### EXERCISE PASSAGE
──────
Sports : Covers all sports that don’t properly use another skill (like Acrobatics for gymnastics and Brawling for martial arts). You can use Sports in combat to do very specific things like using a bat as a weapon or tackling an enemy.

Wilderness : This is the survival skill, and also covers dealing with animals.

Wild Card : This your invitation to invent a skill for anything you don’t believe is properly covered by the preceding.

Drama Points

Drama Points represent being able to beat the odds through extraordinary effort, luck, or fate when the chips are down. When you use one, you get a huge bonus to your roll. That’s all we’re told in this chapter, but it’s important because the only edge Civilians have over other character types is getting 20 Drama Points instead of 10.

Character Archetypes

Do these really need to be covered? Only insofar as they illustrate the setting, and because the designers actually got some art for this stuff. It’s not great, but it’s something.

Independent Sorcerer : A genius-level intellect who got into occult lore, and spent her college years learning the advanced mathematics and computer skills (that’s right) to become an actual sorcerer. She’s investigated cults, and one such incident led to her current phobia. Eventually she got the attention of OPS and became a consultant for their difficult cases.

This character is a Genius with a high level of Sorcery and few spells, but has 9 points of Drawbacks, mainly psychological--she’s obsessive, a pathologically deep sleeper, has a severe phobia of large bodies of water, and has a couple other mild psychological problems. Curiously, she has the Minority (lesbian) flaw, which I didn’t think would be A Thing in a setting where doctors have to tell strict fundamentalists that their great-grandpa fucked a frog-mutant.

OPS Strike Team Commando : This guy went through ROTC and did his tour of duty before he had to get genetic therapy to prevent eventual transformation into a Deep One. Since prejudice limited his advancement in the Air Force, he joined OPS, who trained him for space duty, including advanced combat operations and disaster relief.

So this guy is a badass. Deep One Hybrid, Commando Upgrade augmentation, Astronaut training, Soldier, and high combat skills coupled with very high physical Attributes--and to get all this, he doesn’t need any more Drawbacks than come with his Qualities.

OPS Psychic Spy : A psychic with good people skills and a knack for languages, the spy was recruited by OPS at a young age. She believes in the importance of her work--stopping trafficking in illegal alien technology and weapons of mass destruction.
──────
### EXERCISE OBJECTIVE
According to the review, why are Drama Points important even though the chapter says little about them? Answer in one to three sentences. The items below come from a separate source, not from the review.
──────
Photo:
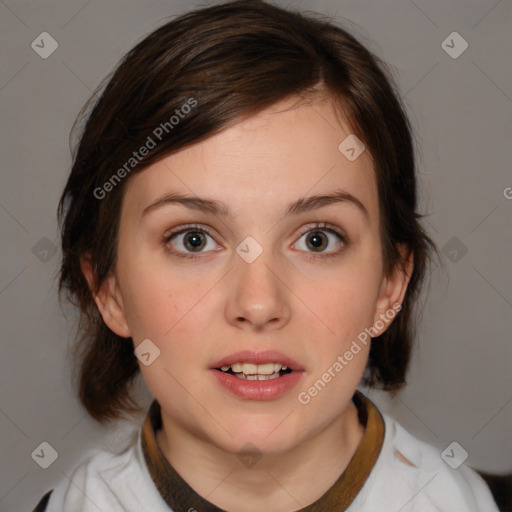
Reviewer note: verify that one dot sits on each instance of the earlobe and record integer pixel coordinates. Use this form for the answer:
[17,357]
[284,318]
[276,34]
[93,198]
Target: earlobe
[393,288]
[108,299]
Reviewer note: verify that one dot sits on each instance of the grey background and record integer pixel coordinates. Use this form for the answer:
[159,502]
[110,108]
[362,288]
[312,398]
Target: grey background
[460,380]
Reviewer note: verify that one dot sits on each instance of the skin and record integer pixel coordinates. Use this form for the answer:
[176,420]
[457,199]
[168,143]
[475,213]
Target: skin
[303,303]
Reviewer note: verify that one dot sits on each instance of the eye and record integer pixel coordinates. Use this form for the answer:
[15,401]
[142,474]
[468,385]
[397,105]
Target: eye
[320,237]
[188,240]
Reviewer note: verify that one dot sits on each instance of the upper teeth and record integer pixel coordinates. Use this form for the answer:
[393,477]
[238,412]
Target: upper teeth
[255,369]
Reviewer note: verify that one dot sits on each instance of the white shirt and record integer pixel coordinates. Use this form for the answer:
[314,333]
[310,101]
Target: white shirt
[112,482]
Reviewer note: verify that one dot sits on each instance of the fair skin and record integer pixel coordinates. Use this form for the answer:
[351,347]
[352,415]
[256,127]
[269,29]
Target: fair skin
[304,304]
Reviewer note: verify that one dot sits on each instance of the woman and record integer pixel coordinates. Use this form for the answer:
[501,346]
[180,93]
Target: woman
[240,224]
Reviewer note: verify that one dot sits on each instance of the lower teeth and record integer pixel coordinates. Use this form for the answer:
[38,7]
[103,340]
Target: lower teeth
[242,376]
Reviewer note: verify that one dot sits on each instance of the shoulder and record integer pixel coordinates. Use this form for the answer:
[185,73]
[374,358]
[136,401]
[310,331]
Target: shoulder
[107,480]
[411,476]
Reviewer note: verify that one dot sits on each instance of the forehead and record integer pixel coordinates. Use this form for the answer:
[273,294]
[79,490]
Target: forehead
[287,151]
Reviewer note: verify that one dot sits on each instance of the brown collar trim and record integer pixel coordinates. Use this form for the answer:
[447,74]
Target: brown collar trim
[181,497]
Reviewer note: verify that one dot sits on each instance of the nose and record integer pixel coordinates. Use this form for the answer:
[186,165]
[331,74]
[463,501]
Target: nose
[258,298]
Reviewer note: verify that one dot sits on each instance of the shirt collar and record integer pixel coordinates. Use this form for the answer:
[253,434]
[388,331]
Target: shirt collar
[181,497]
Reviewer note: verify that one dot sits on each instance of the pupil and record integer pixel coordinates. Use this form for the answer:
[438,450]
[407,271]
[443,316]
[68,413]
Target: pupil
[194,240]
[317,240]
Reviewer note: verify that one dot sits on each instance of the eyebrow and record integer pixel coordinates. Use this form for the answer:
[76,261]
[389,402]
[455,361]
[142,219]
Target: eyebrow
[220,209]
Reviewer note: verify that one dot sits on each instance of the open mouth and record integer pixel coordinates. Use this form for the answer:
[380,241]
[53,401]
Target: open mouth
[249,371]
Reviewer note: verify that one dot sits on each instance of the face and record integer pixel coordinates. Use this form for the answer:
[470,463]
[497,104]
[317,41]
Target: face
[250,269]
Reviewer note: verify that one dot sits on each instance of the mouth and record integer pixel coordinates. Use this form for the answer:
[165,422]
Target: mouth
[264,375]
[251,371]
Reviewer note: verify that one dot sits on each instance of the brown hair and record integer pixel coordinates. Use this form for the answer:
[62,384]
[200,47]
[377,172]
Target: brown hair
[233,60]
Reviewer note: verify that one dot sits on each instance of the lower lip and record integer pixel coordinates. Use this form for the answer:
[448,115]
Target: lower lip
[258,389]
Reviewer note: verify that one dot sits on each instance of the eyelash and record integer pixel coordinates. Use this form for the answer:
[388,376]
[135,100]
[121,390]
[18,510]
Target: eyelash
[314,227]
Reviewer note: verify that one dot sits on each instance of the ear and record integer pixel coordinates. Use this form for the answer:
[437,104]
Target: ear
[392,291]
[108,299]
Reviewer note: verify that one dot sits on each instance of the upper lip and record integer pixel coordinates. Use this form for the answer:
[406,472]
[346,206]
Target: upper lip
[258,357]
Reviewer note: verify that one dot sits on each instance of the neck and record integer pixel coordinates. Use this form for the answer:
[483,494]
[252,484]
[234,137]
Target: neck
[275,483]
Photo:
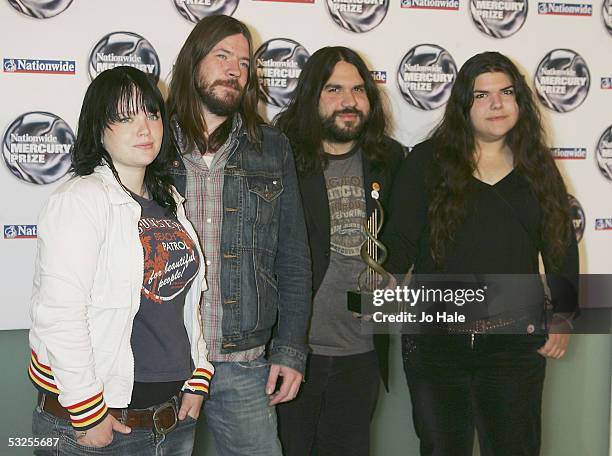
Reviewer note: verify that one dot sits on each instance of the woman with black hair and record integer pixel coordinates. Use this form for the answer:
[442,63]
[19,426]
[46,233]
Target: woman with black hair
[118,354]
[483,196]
──────
### WRITTEN SOLUTION
They matter because the only edge Civilians have over other character types is that they get 20 Drama Points instead of 10.